[THE INPUT Boundary: Start]
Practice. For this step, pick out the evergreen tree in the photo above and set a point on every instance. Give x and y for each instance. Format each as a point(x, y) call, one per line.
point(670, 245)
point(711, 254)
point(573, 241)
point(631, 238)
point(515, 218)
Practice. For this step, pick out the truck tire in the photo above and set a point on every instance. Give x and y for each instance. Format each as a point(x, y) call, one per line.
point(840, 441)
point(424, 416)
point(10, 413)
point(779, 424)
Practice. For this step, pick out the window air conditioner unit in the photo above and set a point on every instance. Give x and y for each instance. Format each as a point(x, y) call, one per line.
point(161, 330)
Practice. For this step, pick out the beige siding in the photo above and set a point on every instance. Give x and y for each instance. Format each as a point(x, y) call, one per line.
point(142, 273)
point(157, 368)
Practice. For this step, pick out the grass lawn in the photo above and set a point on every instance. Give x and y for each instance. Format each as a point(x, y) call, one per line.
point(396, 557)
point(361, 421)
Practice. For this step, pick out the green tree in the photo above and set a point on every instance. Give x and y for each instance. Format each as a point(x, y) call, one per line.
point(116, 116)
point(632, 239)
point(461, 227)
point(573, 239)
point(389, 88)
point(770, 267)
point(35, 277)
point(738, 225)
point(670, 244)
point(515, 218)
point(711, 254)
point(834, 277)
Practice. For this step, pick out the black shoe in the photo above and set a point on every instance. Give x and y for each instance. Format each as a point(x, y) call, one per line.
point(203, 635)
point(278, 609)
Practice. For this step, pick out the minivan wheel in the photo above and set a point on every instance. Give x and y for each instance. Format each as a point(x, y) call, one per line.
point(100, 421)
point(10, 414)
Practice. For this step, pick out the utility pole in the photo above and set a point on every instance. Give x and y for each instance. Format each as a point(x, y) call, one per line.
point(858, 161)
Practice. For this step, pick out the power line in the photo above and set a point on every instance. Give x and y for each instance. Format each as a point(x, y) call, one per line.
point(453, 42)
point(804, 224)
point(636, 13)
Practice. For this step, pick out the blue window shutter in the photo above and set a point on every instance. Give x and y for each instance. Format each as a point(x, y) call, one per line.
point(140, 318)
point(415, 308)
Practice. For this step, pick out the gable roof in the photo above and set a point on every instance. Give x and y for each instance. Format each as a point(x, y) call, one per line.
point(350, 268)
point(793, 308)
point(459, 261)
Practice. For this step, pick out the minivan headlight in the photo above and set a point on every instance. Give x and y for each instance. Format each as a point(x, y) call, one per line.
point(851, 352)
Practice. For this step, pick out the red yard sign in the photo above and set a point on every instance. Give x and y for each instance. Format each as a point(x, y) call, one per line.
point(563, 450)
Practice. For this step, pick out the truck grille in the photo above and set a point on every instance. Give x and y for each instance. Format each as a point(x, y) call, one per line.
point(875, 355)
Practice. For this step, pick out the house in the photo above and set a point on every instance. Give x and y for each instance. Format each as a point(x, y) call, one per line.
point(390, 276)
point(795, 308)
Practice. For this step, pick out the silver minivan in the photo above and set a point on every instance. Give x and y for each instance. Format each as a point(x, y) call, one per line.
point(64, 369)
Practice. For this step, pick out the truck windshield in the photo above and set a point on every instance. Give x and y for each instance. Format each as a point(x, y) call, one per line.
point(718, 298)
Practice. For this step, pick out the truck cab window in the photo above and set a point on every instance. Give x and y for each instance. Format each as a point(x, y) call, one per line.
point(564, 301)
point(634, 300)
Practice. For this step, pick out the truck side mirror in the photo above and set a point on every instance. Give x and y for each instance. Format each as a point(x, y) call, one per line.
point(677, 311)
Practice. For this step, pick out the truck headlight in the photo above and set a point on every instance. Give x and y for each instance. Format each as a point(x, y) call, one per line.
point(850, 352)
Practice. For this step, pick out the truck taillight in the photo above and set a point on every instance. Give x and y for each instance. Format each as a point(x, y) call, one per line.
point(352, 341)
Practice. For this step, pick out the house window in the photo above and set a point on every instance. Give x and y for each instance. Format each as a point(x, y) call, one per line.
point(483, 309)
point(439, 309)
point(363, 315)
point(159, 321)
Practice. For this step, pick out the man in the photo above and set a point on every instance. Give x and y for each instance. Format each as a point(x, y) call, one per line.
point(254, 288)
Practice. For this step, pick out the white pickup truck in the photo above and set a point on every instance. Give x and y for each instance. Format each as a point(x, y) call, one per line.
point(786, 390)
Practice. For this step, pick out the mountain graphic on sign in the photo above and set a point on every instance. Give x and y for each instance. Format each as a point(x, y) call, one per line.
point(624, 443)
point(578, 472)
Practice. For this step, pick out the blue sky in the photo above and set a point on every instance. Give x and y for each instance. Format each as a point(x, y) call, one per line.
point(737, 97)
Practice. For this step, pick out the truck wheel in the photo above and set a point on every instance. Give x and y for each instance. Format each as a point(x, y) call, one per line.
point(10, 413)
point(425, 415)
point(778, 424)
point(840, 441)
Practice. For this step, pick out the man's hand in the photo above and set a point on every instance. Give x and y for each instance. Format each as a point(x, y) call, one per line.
[THE INPUT Boundary: End]
[THE INPUT Boundary: Start]
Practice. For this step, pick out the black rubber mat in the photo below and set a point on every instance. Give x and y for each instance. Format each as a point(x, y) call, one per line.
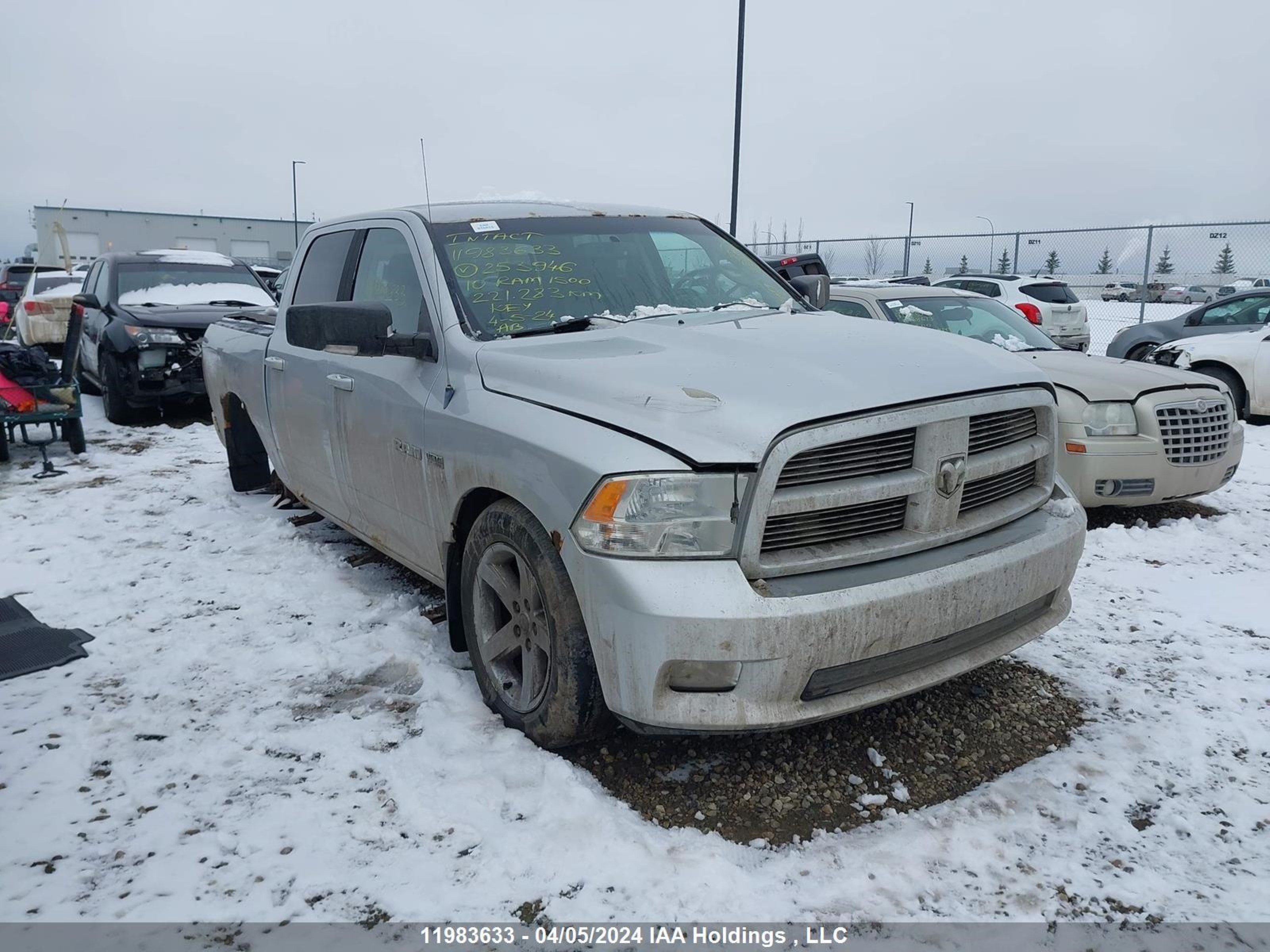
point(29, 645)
[THE INPUT Boundary: End]
- [HOW TO COMPLETE THIS TASK] Among the entries above, the lines between the ones containing "Practice. For this step, pick out the truck wheel" and "Practice. For this step, pick out the man's", inclusive, are to be transcribed exactly. No other line is to be given.

- [ANSWER SECTION]
Practice. For this step, pick out the truck wheel in the photo above and set a point on every instance. Give x and y for each instance. Format each as a point(x, y) call, one per line.
point(10, 413)
point(425, 415)
point(778, 424)
point(840, 441)
Practice. For this step, pick out the man's hand in the photo above and set a point on every instance. Give x and y for each instance. Format each as a point(x, y) call, one per line.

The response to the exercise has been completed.